- TASK PROMPT
Return every line from the entries below that includes the string "seagull", treating uppercase and lowercase letters as different.

- Collection entries
+--

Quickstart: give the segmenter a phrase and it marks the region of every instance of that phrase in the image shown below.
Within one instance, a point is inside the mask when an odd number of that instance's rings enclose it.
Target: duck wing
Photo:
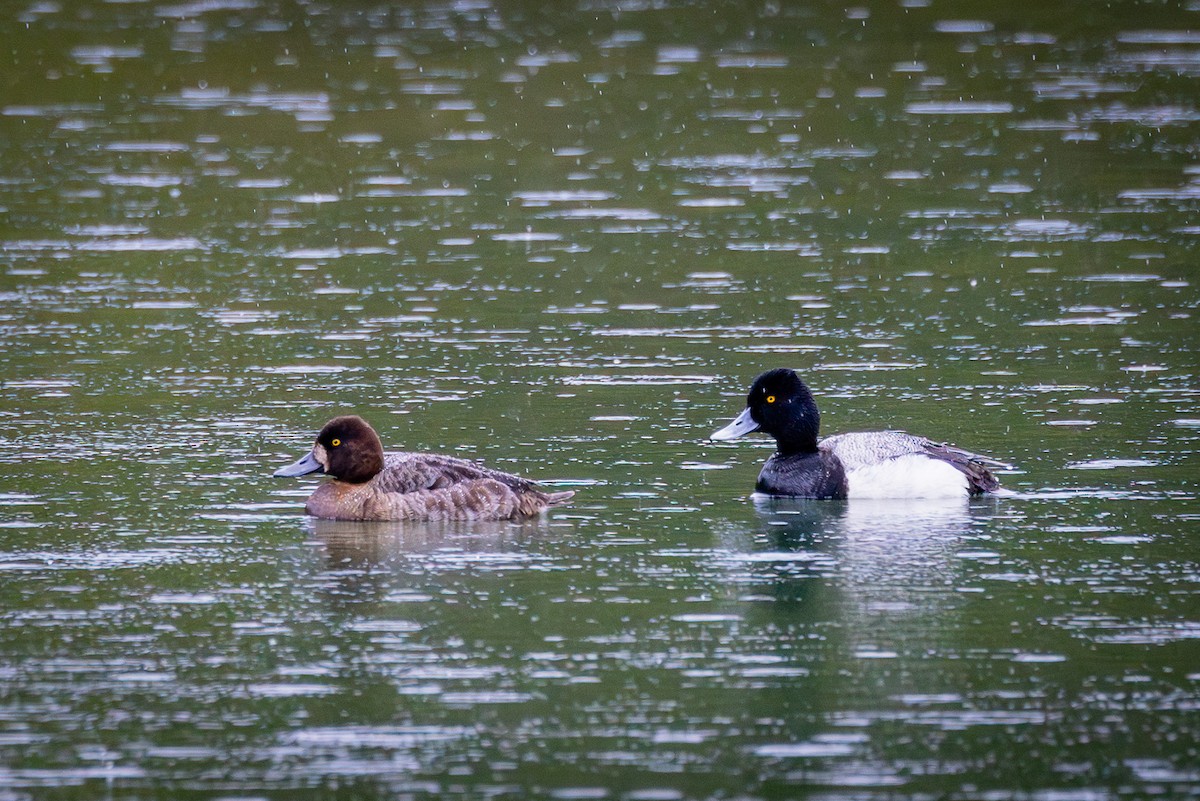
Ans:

+--

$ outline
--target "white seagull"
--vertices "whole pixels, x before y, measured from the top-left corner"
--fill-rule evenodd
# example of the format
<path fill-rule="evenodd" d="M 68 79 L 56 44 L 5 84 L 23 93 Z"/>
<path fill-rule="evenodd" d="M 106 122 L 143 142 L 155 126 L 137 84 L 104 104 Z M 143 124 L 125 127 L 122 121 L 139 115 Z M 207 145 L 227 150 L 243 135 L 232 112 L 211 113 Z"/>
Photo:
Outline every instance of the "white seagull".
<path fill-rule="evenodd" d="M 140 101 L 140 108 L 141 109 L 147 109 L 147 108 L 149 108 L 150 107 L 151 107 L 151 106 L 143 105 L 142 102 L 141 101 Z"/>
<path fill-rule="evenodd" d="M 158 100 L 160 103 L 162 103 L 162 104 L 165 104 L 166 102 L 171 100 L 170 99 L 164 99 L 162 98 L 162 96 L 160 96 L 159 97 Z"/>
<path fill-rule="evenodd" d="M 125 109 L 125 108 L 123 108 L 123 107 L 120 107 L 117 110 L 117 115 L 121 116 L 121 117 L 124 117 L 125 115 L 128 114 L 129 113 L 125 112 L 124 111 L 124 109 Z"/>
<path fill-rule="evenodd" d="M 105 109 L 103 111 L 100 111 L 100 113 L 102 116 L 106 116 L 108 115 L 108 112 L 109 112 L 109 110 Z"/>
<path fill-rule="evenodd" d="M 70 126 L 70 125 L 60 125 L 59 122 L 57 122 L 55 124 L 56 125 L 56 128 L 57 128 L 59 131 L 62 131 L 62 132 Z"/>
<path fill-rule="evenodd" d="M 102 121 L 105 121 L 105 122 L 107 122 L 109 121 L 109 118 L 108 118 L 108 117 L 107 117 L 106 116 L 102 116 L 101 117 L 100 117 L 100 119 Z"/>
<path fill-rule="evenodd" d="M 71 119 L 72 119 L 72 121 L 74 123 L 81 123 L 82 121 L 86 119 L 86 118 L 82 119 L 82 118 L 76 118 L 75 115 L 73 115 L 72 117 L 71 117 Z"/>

+--

- ANSWER IN FULL
--target "white seagull"
Outline every instance of the "white seagull".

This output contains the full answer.